---------- Page ----------

I had my FOC hearing today. As you may recall, I was to receive a reduction in CS
That was calculated to be reduced "not less than 200.00 per week or 80% of the Friend of the Court Guidelines amount as calculated based upon Defendant's income and sole physical custody to the Plaintiff." When I began 50?50 custody.

As I listened to the referee go through the calculations, everything sounded right. After the hearing, I realized the referee had made the following errors:

1A) He counted mother's alimony as her income. (I believe the phrase above "as calculated based upon Defendant's income" means that only my income will be used and EX will be treated as she has no income.

2A) He did not apply the "not less than 200.00 per week or 80% of the Friend of the Court Guidelines" provision to the calculation: he used the full guidelines amount.

I got a 97.00 a month reduction based on his calculations. My support changes from 1007.00 a month to 910.00.

The result is that he made an error both against my EX and I. I am not sure what the actually dollar amount is. I will have to run the FOC software Monday when I get to work, but I believe I am paying 100.00 a more a month than I should according to the referee's calculations.

BUT HERE'S THE REAL ISSUE: in the course of the proceeding, I realized that I had not filed a Motion to Change Parenting Time. My lawyer (you have stated elsewhere that you believe some of the things he did could be considered malpractice) did not advise me to file a Motion To Change Parenting Time when I began alternating weekly custody in Oct. (And he certainly knew I was doing it).

---------- Supplied information ----------

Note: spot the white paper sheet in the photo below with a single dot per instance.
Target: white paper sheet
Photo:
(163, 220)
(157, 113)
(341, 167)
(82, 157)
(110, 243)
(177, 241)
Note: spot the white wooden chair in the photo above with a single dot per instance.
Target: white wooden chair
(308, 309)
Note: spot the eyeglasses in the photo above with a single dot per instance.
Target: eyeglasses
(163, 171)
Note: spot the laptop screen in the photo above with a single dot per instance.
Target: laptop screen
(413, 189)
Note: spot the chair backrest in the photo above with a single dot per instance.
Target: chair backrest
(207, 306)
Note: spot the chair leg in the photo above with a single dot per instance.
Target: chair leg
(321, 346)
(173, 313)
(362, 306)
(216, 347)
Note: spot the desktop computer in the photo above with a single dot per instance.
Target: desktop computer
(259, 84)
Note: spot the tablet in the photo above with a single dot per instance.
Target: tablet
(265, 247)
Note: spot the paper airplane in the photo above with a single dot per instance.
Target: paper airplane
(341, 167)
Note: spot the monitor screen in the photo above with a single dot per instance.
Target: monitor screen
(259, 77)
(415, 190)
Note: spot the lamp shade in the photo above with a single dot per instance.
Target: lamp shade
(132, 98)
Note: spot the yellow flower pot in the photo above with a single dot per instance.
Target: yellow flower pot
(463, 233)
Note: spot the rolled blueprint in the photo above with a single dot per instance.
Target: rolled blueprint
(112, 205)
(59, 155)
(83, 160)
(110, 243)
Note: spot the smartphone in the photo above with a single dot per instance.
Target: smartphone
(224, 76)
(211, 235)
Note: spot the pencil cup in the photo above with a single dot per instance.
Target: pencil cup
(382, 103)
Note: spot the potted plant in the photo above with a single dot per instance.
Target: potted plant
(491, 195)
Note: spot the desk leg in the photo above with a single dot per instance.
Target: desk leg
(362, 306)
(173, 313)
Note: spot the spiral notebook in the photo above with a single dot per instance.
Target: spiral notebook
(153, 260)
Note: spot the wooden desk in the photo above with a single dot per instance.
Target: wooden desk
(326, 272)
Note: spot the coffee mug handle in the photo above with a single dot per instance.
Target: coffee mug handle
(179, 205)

----------

**Exercise objective:**
Resume the account of the child support hearing, starting after its final sentence.

**Result of the exercise:**
The referee brought up the fact that a Motion to Change Parenting Time was not filed. Now, here is where I think the guy gave me a break. He said rather than have me file a Motion to Change parenting Time; he was going to place the recommendation that parenting time be alternated weekly in his recommendation to modify the support order so I would not have to file a Motion To Change Parenting Time.

He could have been a jerk and made me file the Motion .This would have placed me in a bad situation: the EX would have received the Motion and realized that she could cause me some real hell by objecting. I realize she can still object to the Motion as written, but the referee's recommendation to alternate weekly parenting time is worded in such a way as though it seems he is just verifying what has been happening since October.

The Ex does not use an attorney anymore, so she'll just look for the $$$$$ amount of the reduction and that will be it. Of course some clerk might catch the referee's error on the alimony and compute the CS as though she had no income, which would result in no reduction for me.

1) Should I just let the referee's recommendation become an order and do another Motion to Modify Child Support later to correct his errors? I do not want to jeopardize the fact that he allowed me to get away without filing a Motion to Change Parenting Time.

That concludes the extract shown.